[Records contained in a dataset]
*** Begin section ***
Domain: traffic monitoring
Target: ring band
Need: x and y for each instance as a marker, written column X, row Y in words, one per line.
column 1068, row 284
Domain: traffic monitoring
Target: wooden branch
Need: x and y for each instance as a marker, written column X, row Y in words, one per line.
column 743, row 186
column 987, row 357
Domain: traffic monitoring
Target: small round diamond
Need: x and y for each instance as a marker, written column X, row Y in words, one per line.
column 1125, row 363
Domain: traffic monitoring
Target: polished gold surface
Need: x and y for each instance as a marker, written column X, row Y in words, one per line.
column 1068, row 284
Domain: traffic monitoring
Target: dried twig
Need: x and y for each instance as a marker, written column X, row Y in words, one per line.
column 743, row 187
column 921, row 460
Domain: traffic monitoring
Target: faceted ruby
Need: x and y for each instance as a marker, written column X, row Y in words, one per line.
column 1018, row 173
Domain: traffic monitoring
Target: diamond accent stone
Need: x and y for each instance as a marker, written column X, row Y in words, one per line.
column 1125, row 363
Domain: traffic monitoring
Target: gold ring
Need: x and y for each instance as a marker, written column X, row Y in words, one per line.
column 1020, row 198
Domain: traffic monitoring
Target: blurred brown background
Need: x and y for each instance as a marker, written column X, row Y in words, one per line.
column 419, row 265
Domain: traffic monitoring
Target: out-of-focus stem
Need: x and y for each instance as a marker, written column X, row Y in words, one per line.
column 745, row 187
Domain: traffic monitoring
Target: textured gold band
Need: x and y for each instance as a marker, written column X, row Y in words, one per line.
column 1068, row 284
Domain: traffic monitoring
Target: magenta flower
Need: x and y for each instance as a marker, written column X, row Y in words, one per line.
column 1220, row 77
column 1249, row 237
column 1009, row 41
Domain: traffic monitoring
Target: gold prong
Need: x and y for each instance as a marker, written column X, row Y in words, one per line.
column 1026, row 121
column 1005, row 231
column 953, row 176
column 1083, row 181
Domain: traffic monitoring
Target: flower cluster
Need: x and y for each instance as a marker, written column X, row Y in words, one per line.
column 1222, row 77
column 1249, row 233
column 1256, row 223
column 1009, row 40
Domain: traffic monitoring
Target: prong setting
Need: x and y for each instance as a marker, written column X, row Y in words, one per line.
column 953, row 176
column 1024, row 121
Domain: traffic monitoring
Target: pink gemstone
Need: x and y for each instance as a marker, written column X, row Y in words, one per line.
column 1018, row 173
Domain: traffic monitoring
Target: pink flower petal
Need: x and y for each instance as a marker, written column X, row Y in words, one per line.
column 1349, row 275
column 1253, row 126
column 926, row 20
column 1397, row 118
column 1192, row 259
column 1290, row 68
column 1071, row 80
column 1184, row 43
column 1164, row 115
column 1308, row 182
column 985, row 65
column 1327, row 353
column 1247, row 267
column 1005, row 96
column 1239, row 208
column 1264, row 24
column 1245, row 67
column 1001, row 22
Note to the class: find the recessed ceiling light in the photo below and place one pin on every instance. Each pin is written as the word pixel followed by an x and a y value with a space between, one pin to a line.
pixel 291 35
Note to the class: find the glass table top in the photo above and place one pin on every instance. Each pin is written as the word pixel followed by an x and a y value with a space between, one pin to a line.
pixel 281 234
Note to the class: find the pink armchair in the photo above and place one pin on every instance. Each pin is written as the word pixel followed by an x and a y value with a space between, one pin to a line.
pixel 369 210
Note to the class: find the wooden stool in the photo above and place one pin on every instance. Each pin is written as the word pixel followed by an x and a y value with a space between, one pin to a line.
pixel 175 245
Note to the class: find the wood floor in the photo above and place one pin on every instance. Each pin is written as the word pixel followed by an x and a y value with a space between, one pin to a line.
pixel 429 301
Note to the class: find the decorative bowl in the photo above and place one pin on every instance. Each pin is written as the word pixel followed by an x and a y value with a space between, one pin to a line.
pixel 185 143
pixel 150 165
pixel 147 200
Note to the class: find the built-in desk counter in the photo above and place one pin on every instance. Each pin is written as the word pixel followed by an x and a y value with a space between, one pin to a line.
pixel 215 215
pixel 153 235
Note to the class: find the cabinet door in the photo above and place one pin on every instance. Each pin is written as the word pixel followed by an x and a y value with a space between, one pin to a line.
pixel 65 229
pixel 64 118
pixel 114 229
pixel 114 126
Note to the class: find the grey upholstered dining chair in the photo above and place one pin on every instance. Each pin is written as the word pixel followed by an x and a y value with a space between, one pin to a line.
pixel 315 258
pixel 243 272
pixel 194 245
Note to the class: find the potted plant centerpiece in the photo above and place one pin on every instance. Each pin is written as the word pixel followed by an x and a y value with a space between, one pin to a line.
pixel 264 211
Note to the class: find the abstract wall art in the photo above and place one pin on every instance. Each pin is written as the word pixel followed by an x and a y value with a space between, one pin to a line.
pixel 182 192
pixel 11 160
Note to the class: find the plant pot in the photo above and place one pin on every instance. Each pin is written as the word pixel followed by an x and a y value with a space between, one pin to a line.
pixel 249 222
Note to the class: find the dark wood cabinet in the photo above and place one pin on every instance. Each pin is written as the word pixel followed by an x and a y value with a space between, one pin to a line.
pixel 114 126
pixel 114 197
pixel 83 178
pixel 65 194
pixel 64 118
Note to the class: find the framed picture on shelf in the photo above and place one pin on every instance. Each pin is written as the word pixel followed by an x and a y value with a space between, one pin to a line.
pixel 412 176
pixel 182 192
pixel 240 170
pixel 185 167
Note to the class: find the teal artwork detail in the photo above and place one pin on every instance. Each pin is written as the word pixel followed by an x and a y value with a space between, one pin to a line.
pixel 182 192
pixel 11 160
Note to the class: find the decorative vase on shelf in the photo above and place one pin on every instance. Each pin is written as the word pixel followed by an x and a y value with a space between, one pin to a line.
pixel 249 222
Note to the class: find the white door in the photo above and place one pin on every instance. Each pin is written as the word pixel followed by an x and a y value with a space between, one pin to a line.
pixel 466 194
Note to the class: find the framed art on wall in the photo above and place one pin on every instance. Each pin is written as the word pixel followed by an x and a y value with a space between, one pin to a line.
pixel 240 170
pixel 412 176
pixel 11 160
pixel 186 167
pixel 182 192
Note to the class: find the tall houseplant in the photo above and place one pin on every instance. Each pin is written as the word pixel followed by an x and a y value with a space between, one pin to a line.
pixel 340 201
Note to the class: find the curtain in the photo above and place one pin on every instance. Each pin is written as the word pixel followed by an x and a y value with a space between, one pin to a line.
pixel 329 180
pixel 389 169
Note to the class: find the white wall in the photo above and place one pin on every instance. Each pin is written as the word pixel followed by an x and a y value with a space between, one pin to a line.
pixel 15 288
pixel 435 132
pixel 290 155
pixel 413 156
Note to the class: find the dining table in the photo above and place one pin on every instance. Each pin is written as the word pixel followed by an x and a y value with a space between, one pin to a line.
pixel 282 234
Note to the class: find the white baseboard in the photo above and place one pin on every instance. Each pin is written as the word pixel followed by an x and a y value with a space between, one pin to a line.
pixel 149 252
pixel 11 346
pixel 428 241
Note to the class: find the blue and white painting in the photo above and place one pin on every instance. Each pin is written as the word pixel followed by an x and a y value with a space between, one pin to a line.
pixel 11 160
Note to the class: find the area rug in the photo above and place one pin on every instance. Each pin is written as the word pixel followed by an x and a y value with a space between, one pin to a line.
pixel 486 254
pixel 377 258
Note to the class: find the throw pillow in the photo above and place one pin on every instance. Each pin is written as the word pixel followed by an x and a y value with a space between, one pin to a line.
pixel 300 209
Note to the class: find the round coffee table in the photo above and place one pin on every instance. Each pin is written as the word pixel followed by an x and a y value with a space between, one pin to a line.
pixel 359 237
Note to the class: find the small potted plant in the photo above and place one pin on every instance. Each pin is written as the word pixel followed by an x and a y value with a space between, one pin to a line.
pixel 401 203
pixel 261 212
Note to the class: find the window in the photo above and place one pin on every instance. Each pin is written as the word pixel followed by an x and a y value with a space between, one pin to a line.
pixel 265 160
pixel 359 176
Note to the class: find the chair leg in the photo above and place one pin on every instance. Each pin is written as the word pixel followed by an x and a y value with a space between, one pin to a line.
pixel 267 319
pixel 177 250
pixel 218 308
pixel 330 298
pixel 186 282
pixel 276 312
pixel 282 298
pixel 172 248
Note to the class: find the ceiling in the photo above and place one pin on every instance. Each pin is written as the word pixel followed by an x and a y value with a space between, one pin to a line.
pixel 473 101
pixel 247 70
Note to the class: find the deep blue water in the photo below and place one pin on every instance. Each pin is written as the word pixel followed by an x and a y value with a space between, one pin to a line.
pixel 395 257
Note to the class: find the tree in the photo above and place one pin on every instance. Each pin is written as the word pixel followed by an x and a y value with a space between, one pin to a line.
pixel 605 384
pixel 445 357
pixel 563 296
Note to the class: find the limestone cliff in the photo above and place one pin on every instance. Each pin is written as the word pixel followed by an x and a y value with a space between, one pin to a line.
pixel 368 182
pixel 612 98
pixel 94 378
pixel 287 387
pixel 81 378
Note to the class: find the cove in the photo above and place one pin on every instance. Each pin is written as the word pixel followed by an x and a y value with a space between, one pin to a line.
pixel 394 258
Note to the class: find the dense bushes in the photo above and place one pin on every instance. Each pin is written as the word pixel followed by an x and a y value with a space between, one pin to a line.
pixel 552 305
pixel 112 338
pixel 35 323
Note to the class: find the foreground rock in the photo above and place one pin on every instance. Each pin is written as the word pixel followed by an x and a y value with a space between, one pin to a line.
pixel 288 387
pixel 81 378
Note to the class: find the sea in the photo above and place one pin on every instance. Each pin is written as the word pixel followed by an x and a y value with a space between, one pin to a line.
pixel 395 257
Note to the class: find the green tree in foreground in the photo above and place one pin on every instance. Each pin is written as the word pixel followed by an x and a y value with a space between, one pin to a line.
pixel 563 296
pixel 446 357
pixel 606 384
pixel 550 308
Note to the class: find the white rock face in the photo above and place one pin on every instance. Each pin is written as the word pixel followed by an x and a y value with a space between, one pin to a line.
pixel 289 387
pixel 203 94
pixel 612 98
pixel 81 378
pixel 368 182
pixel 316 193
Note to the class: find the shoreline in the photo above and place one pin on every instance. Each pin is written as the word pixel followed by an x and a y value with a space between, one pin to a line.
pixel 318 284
*** End section ***
_PROBLEM DETAILS_
Return each line of the data above that includes the word "prong".

_RESULT OF THE EXERCISE_
Target: gold prong
Target: prong setting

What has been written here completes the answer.